> _Task description_: Repeat, without any change, the entries presented below.

> _Source material_:
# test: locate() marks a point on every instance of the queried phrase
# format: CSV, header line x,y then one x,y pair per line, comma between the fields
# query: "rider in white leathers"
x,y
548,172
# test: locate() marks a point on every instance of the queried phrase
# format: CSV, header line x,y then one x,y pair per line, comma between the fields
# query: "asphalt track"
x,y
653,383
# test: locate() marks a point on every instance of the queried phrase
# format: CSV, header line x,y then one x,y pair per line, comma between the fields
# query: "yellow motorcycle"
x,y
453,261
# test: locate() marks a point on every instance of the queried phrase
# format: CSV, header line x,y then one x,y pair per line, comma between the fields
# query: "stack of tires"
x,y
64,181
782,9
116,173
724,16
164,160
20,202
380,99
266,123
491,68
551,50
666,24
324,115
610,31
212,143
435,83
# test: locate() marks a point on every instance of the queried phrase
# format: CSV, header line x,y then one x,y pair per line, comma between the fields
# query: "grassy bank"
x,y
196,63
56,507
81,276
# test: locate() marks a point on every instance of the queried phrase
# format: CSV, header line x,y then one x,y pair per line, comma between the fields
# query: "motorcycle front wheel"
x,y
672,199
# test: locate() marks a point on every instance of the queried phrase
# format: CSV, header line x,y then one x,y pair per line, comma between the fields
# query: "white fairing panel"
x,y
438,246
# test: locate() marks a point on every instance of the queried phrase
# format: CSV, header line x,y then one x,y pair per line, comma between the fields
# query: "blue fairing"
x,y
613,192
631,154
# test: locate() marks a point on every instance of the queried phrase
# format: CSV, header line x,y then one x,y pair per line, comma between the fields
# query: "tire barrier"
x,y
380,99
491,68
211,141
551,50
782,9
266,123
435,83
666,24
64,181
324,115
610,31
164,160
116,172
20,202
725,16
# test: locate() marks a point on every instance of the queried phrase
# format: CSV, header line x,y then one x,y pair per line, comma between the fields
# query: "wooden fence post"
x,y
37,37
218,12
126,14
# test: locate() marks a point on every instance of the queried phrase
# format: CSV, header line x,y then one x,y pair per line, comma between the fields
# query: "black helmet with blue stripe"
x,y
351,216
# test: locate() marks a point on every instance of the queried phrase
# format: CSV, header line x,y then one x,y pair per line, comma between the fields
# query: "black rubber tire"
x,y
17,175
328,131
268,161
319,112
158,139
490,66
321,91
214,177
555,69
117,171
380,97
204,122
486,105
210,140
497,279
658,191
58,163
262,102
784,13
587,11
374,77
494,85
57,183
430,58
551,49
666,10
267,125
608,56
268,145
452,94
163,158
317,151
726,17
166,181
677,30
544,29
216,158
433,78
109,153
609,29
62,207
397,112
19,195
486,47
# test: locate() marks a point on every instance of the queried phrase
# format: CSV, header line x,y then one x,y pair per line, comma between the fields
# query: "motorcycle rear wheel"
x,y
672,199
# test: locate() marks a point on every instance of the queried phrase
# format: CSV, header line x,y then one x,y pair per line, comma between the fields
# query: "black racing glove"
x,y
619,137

> _Output_:
# test: locate() marks a point on every instance of the queried phrase
# format: CSV, header line x,y then one x,y pair per line, comma between the fields
# query: "rider in white leathers"
x,y
548,172
# test: locate() marks a point on every instance of the queried phrase
# format: CSV, header line x,y then one x,y pair per line, comma between the fields
# query: "asphalt track"
x,y
653,383
# test: locate() marks a point on every instance of the queried phrase
# format: CSV, header line x,y then one x,y pair per line, comma between the fields
# query: "yellow motorcycle"
x,y
453,261
# test: locate() marks a point on every instance of the queried phrase
# format: CSV, header line x,y then one x,y pair per line, comma between the fields
# query: "stack of tires"
x,y
64,181
782,9
116,173
724,16
164,160
20,202
380,99
266,123
491,68
551,50
666,24
324,115
610,31
212,143
435,83
# test: locate() marks a point on every instance of the queried phrase
# format: CSV, header line x,y then one x,y pair per line, comma between the fields
# query: "grassy bank"
x,y
196,63
56,507
81,276
# test: locate() marks a point on every instance of the queried phrase
# format: CSV, header line x,y then one x,y pair per line, comma between the fields
# query: "motorcycle front wheel"
x,y
672,199
# test: locate() marks a point on every instance of the queried phrase
# format: CSV, header line x,y then one x,y pair per line, comma between the fields
# query: "white fairing panel"
x,y
438,246
# test: locate() marks a point on every instance of the queried phrase
# format: CSV, header line x,y then one x,y pair per line, comma between the fields
# query: "blue fairing"
x,y
613,192
631,154
# test: locate() marks a point on every instance of the queried phrase
# format: CSV, header line x,y then one x,y pair per line, comma between the fields
# query: "tire barrier"
x,y
380,99
491,68
211,141
551,50
782,9
266,123
435,83
666,24
64,181
324,115
610,31
164,160
116,172
20,202
725,16
# test: locate() marks a point on every instance of the queried phrase
# format: CSV, header line x,y then one x,y pair per line, comma between the fields
# query: "wooden fence post"
x,y
37,37
218,12
126,14
# test: locate() marks a point on every instance of the queried phrase
# format: CSV, header line x,y then one x,y pair per line, comma between the fields
# query: "black helmet with blue stripe"
x,y
351,216
# test: locate() marks a point on every instance of the queried phrase
# format: CSV, header line x,y then one x,y pair per line, comma between the fields
# query: "black rubber tire"
x,y
17,175
328,131
268,161
319,112
158,139
490,66
321,91
214,177
555,69
117,171
380,97
204,122
486,105
210,140
497,279
658,191
58,163
262,102
784,13
587,11
374,77
494,85
57,183
430,58
551,49
666,10
267,125
608,56
268,145
452,94
163,158
317,151
726,17
166,181
677,30
544,29
216,158
433,78
109,153
609,29
62,207
397,112
19,195
486,47
# test: locate() marks a point on every instance of the queried phrase
# format: CSV, header line x,y then one x,y pair per line, comma between the fields
# query: "motorcycle rear wheel"
x,y
672,199
# test: locate() marks a point on every instance of the queried phrase
# format: CSV, header line x,y then one x,y pair per line, comma between the fields
# query: "black racing glove"
x,y
619,137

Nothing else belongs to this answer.